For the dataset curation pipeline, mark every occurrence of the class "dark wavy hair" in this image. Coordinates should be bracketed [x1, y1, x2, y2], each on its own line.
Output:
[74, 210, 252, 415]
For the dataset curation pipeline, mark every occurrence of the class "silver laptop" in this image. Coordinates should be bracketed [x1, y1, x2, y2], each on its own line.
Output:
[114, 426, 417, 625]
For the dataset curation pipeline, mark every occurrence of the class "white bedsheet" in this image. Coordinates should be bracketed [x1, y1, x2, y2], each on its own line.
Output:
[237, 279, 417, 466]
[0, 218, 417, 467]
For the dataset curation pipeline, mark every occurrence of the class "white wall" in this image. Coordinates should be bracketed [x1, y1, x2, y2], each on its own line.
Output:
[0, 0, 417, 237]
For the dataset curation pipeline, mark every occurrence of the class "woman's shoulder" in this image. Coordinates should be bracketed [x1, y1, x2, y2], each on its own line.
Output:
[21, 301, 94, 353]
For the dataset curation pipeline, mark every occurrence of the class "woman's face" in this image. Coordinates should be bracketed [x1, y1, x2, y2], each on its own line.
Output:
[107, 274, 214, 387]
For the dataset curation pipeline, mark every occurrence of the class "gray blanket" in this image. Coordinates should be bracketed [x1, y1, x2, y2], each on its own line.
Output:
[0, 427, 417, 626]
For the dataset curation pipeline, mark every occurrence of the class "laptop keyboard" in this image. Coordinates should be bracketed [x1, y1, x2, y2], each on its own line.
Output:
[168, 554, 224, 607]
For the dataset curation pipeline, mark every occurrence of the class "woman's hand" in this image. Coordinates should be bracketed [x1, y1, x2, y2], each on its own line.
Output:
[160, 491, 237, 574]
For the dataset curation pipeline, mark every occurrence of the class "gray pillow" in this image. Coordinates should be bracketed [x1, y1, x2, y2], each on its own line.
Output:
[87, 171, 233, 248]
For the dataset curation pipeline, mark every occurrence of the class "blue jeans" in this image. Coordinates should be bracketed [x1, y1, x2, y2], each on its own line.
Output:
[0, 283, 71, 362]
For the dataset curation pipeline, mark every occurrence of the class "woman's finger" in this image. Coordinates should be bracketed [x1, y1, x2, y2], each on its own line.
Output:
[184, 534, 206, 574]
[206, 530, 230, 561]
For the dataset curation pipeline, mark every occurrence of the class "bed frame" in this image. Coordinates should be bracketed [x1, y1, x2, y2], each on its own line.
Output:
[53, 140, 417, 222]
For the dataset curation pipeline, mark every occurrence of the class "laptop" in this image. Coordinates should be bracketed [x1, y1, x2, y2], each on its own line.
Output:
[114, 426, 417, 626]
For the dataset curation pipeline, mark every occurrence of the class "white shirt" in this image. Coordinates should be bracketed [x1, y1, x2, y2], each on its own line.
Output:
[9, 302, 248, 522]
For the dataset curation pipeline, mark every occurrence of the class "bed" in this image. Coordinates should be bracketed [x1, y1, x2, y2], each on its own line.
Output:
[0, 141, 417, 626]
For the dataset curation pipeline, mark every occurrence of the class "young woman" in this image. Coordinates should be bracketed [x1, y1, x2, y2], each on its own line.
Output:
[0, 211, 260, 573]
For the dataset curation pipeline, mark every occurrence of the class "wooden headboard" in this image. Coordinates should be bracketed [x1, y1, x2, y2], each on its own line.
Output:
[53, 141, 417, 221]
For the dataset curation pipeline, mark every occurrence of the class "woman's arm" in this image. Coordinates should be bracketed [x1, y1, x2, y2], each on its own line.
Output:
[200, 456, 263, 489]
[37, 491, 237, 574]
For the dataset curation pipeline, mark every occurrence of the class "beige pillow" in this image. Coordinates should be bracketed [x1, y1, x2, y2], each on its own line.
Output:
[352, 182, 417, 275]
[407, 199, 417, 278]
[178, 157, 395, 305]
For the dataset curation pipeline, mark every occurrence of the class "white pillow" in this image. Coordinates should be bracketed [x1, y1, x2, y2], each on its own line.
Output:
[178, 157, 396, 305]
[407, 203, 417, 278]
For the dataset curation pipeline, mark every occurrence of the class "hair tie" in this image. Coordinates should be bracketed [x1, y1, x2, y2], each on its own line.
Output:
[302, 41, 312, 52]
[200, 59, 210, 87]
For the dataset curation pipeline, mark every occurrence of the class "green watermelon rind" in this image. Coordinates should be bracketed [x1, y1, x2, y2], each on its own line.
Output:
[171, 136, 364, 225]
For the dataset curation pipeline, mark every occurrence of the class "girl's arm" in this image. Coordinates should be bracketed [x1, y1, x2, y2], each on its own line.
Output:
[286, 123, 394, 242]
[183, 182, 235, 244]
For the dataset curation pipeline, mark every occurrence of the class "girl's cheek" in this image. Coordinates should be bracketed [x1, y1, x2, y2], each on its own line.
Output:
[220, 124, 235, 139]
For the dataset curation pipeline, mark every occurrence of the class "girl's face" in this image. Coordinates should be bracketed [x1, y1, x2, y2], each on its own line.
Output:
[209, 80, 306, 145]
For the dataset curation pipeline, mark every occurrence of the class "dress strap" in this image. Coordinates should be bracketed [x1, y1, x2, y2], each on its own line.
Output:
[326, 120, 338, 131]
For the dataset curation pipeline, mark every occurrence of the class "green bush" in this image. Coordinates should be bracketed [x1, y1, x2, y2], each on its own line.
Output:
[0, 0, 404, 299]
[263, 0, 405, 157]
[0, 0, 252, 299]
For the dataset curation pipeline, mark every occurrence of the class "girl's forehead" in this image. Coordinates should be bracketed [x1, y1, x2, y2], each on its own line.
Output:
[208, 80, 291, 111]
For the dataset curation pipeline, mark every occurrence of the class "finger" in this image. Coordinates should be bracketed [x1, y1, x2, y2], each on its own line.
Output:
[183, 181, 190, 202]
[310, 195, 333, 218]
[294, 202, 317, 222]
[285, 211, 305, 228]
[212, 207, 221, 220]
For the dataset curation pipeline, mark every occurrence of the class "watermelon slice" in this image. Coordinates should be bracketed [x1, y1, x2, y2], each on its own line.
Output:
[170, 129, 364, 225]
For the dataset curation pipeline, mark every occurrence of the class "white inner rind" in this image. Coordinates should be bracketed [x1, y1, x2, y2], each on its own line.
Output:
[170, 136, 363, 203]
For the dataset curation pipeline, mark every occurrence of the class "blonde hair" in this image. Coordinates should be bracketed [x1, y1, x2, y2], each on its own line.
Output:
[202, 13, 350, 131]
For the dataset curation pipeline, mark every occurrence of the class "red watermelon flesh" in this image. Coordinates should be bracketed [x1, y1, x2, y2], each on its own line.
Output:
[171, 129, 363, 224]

▶ [Exercise requirements]
Scale the listing from its start through the line with "[74, 210, 252, 415]", both ends included: rewrite every line, not only the answers, and multiply each bounding-box coordinate in the answers by 2.15, rounding to whole numbers with halves going up.

▶ [Response to this exercise]
For the dataset curation pipeline, mark every occurrence of the class "dark wavy hair" in this image. Coordinates should be bracketed [x1, y1, x2, y2], each on its own line.
Output:
[159, 452, 542, 892]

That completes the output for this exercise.